━━━━━ DATASET ENTRIES ━━━━━
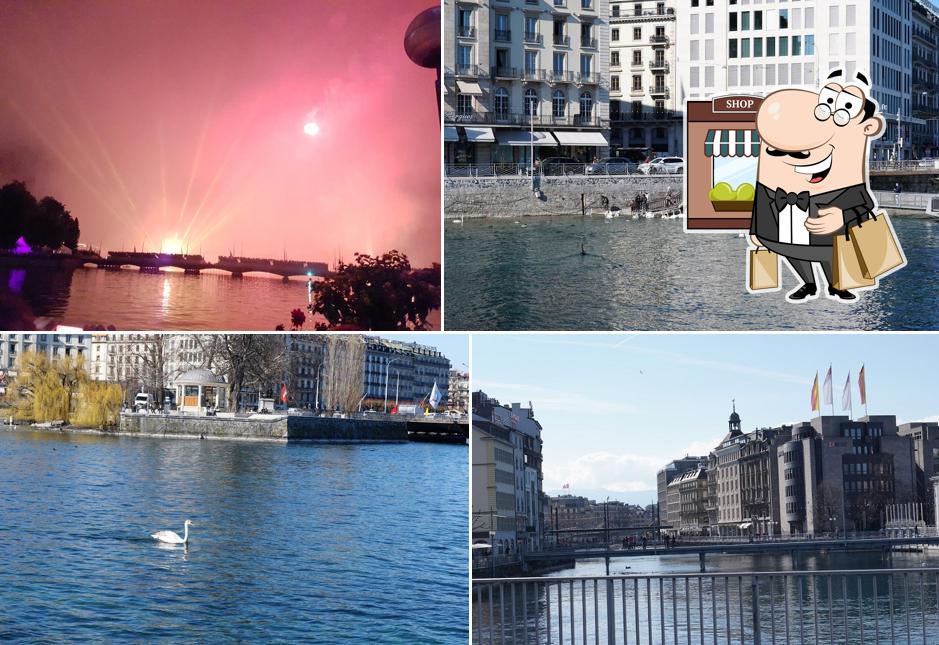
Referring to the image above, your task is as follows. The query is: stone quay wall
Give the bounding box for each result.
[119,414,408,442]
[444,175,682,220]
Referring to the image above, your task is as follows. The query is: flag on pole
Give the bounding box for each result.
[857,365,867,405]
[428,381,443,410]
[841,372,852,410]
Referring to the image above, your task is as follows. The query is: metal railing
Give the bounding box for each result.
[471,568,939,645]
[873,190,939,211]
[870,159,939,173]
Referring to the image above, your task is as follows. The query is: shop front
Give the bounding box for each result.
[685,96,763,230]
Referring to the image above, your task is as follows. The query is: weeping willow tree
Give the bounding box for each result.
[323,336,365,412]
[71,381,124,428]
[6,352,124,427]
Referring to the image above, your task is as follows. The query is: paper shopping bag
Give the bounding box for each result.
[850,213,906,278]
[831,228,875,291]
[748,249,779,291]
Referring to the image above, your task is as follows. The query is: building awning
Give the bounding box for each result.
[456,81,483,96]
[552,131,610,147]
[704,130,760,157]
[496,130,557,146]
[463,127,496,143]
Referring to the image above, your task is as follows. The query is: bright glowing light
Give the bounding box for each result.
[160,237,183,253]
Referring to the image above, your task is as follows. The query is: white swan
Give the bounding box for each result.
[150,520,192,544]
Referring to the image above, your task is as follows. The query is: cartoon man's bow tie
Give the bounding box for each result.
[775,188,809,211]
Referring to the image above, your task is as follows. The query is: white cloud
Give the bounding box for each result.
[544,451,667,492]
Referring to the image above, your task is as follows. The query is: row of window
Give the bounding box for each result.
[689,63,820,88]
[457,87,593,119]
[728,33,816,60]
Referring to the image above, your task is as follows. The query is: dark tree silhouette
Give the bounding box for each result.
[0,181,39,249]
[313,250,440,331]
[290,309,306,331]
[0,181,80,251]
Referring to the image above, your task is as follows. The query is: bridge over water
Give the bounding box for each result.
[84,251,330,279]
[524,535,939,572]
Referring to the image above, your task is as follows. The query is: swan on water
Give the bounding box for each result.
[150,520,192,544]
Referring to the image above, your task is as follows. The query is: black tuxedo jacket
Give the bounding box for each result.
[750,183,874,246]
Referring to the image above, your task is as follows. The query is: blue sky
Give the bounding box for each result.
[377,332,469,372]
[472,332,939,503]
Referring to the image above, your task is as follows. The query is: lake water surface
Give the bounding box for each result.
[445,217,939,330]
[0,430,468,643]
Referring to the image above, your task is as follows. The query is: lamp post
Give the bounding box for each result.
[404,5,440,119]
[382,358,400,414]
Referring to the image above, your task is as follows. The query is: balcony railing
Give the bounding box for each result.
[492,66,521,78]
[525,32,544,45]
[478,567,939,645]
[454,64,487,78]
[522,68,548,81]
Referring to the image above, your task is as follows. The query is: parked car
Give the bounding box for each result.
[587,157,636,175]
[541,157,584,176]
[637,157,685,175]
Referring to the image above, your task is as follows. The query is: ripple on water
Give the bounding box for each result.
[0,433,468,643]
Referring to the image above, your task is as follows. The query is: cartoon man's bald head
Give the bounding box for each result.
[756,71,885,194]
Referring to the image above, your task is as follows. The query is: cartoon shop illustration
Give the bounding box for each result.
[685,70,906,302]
━━━━━
━━━━━ DATASET ENTRIES ━━━━━
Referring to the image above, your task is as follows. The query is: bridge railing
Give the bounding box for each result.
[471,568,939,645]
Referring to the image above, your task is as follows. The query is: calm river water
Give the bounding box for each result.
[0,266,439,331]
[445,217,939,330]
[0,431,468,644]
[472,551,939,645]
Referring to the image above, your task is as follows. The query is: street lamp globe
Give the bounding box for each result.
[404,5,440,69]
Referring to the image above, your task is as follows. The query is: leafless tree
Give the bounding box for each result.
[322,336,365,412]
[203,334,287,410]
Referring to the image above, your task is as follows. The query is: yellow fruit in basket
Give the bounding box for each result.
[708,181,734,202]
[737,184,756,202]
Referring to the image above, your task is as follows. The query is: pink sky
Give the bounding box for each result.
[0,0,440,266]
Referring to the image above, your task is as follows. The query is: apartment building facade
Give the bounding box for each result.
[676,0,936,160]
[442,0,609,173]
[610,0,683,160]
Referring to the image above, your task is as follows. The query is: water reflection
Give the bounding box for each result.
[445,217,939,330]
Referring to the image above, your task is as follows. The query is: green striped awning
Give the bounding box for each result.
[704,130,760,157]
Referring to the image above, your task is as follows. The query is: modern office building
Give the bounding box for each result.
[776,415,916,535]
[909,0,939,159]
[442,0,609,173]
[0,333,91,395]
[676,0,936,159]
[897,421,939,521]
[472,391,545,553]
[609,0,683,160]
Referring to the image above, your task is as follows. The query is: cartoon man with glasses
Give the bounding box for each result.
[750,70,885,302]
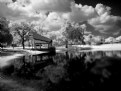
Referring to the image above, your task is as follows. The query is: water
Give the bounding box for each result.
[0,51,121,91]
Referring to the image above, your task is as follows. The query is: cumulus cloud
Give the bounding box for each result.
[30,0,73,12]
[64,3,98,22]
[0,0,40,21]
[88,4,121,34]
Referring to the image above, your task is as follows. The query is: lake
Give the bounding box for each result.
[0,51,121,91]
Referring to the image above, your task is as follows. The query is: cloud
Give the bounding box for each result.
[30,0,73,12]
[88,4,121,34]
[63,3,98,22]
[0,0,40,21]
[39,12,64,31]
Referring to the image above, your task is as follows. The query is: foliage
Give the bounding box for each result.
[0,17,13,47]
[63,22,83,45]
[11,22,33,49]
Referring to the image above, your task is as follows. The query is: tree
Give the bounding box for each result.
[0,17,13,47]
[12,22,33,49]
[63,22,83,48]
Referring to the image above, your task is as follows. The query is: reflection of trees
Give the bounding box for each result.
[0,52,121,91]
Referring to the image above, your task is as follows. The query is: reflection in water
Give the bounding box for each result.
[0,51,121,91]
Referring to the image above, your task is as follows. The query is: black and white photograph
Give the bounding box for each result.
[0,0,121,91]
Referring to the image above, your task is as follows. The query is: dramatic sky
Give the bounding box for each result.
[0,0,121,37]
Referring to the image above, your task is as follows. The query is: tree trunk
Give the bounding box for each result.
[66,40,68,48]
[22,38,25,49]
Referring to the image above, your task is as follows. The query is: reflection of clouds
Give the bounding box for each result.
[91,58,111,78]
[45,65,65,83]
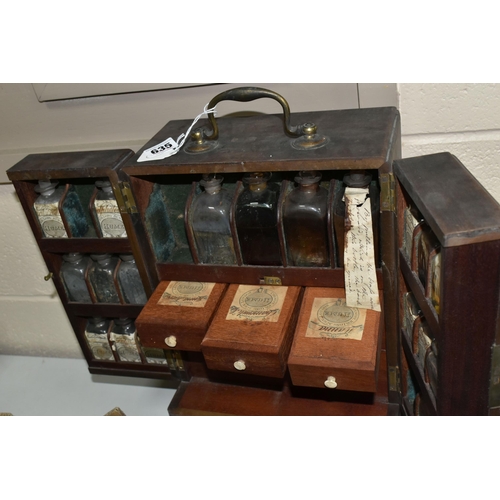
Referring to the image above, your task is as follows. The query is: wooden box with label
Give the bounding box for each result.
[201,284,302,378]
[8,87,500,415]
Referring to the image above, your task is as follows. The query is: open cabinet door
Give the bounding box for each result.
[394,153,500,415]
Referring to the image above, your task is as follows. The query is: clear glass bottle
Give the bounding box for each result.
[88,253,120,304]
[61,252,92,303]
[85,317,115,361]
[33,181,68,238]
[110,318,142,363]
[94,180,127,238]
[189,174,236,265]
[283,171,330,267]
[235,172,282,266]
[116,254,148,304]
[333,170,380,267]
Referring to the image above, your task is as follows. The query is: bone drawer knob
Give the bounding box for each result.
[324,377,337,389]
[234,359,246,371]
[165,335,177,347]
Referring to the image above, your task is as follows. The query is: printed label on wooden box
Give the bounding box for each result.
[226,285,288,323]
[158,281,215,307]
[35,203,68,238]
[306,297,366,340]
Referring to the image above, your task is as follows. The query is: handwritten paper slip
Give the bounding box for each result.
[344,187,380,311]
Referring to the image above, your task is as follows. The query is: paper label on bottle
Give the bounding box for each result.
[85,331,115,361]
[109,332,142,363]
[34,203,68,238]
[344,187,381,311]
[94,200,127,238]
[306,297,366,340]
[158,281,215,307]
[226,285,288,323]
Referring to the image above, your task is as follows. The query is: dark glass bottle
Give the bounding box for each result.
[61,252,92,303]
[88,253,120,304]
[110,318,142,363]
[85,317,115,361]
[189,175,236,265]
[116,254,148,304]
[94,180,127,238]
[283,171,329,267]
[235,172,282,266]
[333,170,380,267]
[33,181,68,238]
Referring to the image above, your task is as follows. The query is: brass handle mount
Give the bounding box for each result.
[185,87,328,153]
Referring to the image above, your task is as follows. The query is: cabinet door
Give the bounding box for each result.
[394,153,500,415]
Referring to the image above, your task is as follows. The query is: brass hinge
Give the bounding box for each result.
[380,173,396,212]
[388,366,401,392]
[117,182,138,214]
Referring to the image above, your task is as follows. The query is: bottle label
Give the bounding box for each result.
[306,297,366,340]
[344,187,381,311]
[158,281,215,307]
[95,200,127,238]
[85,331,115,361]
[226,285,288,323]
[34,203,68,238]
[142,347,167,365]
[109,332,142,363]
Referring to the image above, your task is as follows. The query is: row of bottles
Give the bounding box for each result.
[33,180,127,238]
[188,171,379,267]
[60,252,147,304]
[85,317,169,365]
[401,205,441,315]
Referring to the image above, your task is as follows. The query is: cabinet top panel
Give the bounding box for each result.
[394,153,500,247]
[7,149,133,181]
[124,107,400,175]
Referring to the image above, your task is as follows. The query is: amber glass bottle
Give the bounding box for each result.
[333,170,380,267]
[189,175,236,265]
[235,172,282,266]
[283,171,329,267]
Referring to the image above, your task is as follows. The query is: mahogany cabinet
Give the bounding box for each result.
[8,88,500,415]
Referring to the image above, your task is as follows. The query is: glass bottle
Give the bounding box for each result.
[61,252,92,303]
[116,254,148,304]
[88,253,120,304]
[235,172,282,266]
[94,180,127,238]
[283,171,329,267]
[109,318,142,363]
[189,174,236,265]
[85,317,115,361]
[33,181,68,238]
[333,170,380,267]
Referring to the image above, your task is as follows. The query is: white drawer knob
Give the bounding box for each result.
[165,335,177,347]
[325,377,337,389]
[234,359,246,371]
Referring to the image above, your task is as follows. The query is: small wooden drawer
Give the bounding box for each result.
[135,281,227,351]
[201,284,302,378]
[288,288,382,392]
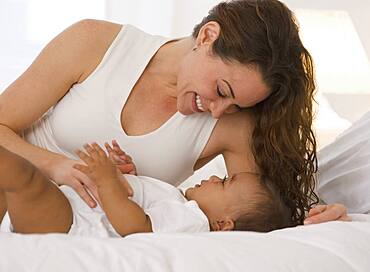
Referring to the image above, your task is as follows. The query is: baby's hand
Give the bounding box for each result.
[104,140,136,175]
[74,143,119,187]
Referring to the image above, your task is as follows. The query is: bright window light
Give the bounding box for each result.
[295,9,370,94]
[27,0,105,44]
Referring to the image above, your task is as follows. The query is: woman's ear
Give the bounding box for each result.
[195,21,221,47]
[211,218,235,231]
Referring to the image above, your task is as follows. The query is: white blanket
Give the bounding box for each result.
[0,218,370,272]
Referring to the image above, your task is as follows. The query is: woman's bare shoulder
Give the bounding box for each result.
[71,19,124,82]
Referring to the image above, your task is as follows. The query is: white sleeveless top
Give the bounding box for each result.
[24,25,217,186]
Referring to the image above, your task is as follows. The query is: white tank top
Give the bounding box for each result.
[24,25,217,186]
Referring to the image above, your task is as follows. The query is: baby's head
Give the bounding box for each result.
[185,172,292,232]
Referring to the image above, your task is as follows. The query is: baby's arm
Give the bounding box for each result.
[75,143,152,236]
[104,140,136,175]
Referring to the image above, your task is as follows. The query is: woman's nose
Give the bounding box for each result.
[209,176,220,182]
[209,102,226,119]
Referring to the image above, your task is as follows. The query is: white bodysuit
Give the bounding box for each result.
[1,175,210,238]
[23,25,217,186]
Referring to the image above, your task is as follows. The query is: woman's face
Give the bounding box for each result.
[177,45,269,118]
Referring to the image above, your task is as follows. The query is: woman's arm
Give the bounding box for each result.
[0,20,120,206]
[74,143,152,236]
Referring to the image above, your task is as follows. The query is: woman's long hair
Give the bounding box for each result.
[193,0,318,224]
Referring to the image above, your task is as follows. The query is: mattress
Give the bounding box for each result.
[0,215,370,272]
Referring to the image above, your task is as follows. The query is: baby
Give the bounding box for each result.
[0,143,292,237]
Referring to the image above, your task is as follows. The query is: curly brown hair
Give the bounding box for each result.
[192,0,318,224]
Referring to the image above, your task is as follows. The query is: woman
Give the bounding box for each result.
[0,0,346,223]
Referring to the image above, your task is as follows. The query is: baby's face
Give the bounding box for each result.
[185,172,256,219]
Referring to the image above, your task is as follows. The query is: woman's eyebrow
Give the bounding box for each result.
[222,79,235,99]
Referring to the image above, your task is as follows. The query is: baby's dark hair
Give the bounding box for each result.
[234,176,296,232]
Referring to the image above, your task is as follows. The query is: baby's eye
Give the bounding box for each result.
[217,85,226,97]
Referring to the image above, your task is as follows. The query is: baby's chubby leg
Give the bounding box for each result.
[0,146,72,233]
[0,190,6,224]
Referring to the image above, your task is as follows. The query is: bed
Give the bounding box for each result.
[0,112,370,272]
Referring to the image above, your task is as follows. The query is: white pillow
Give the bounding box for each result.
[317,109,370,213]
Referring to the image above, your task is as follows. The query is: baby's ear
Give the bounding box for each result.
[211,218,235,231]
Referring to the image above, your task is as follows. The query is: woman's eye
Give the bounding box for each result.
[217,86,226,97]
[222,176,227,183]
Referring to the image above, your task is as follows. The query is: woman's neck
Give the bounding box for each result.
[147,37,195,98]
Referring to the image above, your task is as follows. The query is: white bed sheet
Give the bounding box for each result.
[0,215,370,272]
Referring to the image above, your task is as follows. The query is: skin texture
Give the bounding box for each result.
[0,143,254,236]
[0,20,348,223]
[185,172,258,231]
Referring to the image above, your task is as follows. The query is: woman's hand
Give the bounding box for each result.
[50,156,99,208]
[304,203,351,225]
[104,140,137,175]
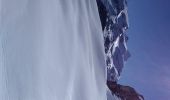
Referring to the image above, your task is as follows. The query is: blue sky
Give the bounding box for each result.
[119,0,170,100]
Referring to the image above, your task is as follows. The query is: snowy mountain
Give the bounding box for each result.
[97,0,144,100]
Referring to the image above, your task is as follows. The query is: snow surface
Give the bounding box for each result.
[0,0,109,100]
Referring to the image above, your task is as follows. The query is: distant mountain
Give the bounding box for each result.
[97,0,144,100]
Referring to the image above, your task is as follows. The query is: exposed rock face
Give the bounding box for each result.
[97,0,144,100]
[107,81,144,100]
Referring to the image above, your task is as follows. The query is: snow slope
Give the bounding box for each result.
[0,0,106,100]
━━━━━
Copy verbatim the lines of the material above, starting with the line that contains "is: tree trunk" and continuing up to and including the line that contains "[45,65,65,83]".

## ANSWER TO THIS PROBLEM
Referring to the image above, your task is as follows. The query is: tree trunk
Give the bounding box for each result.
[66,40,68,48]
[22,38,25,49]
Referring to the image above, your task is as follows. The query is: reflection of clouds
Give the bounding box for each result.
[91,58,111,78]
[45,65,65,83]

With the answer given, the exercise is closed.